▸ Problem to work on
Revise the material below, changing every "glaze" to "finish" and leaving everything else as it is.

▸ Raw data

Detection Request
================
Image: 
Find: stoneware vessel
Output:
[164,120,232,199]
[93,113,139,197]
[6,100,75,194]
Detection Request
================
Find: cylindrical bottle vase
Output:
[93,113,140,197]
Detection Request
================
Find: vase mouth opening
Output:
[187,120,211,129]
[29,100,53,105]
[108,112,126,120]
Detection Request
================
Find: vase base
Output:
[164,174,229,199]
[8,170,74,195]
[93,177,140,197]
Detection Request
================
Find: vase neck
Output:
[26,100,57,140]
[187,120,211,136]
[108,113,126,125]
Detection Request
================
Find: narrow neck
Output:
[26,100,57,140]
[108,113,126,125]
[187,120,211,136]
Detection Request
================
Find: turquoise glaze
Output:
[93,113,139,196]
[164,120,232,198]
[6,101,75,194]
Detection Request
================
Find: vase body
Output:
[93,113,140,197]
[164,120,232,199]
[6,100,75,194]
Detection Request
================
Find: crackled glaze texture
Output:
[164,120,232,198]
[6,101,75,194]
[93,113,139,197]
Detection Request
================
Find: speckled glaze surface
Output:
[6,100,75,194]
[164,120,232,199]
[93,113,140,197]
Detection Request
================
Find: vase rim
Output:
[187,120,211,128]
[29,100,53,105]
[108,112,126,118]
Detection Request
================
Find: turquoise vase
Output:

▸ Result for this task
Detection Request
================
Image: 
Find: stoneware vessel
Output:
[164,120,232,199]
[93,113,139,197]
[6,100,75,194]
Detection Request
================
Find: cylindrical bottle vase
Output:
[93,113,140,197]
Detection Request
================
Find: vase mouth opening
Output:
[187,120,211,129]
[29,100,53,105]
[108,112,126,120]
Detection Request
================
Find: vase base
Output:
[164,174,229,199]
[8,170,74,195]
[93,177,140,197]
Detection Request
================
Find: vase neck
Output:
[26,100,57,140]
[187,120,211,136]
[108,113,126,125]
Detection Request
================
Find: narrow neck
Output:
[26,100,57,140]
[108,113,126,125]
[187,120,211,136]
Detection Request
================
Find: turquoise finish
Output:
[93,113,139,196]
[164,120,232,198]
[6,101,75,194]
Detection Request
================
Find: vase body
Output:
[93,113,140,197]
[164,120,232,199]
[6,100,75,194]
Detection Request
================
Find: crackled finish texture
Output:
[164,120,232,198]
[6,101,75,194]
[93,113,139,197]
Detection Request
================
Find: speckled finish surface
Output:
[6,100,75,194]
[164,120,232,199]
[93,113,140,197]
Detection Request
================
Find: vase rim
Output:
[187,120,211,128]
[29,100,53,105]
[108,112,126,118]
Detection Request
================
Find: turquoise vase
Output:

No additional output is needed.